Months later now, I feel as though I've just found the edge of the giftwrap, though getting the lid off the darn thing is still eluding me.

The idea that an imperfect effort could have some intermediary value isn't too hard for me to grasp. I have art by small children covering several walls, and I love every piece. My childrens' art is worth creating, even if they do it "poorly" by technical standards. I'm sure a goofy little stick figure on a birthday card will still delight me when they're grown. But, for myself, the expectation of growth and of excellent results are intertwined; moderate performance is only acceptable as a means to an end, and not an end itself.

I'm trying to reframe this, trying to find a paradigm that accepts that life is not only the things that you are best at, with everything else for the fire. I amazed to find how deeply I define myself by results rather than actions.

(Outline labeling records)
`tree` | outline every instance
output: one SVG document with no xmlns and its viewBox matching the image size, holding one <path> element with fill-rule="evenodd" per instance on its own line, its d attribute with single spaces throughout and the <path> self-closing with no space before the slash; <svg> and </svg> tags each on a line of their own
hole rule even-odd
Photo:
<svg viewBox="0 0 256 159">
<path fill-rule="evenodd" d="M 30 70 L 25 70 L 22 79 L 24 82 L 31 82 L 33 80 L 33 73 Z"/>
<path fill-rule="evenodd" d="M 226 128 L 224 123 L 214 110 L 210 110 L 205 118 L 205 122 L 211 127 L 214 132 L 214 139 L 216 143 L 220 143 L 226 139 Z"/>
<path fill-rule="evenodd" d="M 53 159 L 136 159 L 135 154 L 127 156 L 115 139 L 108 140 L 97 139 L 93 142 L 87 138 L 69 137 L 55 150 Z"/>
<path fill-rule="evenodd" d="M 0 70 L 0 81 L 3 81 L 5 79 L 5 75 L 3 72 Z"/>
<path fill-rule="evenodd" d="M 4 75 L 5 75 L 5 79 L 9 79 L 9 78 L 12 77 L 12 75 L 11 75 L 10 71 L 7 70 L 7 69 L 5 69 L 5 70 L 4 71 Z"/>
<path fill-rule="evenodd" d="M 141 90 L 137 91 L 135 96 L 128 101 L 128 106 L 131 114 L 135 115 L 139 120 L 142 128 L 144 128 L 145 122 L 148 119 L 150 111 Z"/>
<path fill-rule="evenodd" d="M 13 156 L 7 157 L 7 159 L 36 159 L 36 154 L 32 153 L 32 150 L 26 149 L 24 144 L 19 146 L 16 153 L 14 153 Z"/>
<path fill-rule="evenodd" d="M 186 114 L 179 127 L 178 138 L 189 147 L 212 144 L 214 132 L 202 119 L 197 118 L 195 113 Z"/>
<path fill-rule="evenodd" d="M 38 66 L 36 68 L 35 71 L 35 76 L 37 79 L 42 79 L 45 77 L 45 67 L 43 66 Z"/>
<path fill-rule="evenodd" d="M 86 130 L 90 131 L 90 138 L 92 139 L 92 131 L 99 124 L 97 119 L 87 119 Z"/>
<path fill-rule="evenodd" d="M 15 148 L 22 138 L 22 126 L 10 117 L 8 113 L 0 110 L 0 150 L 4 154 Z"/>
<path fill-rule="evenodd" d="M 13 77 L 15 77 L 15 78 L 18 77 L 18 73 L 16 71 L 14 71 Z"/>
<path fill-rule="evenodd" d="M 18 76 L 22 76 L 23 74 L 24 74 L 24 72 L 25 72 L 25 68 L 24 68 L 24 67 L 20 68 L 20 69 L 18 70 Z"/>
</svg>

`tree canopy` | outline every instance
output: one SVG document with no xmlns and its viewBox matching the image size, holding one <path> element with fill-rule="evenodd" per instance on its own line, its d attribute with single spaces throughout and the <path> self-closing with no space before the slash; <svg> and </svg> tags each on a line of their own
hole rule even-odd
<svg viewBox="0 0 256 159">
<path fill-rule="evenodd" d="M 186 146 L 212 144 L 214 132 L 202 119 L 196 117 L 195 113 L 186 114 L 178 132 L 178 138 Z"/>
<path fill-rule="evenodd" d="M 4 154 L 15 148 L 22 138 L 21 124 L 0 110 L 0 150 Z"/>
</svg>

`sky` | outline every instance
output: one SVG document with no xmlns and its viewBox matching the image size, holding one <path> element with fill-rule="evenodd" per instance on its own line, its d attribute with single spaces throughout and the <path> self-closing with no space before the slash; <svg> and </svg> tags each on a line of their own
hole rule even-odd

Exercises to complete
a: Print the passage on imperfect effort between "I'm trying to" and "rather than actions.", inclusive.
b: Give the next part of the passage on valuing imperfect effort, continuing after its last sentence.

Responses
a:
I'm trying to reframe this, trying to find a paradigm that accepts that life is not only the things that you are best at, with everything else for the fire. I amazed to find how deeply I define myself by results rather than actions.

b:
It's hard to really wrap my mind around what things are worth doing, full stop, but I'm starting to see why my friend was eager to share this quote. I'm excited by the glimpses I'm catching as I struggle to unwrap this new framework, too.

________________________
This recipe is another quick and easy favorite. It was born not long after my six year old, in the new-baby crazy days of not always making it to the grocery store on time (read:sometime that week). It's vegan, and, if you use garlic powder instead of fresh garlic, all the ingredients are something you can easily keep stocked in the pantry. (Store your pine nuts in the fridge or freezer to keep them from going rancid!) I like this dish quite peppery.  Also, I enjoy substituting canned whole tomatoes, coarsely chopped, for the diced variety. All measurements can be adjusted to taste. Serve with (spinach) salad and crusty French bread.

Pasta and Chickpeas
(serves 2ish as main dish, 4 as side dish)

Ingredients

  1/2 lb linguine
  1Tbsp olive oil (for pasta)
  salt and freshly ground black pepper to taste

  1/2c canned chickpeas, rinsed and patted dry
  2 cloves garlic, minced or pressed
  1/2tsp dried basil
  1/2tsp dried oregano
  1/4tsp crushed red pepper
  14oz can diced tomatoes, lightly drained
  2 Tbsp vegetable or olive oil


  Optional:
  2 Tbsp pine nuts (highly recommend this addition - I love pine nuts!)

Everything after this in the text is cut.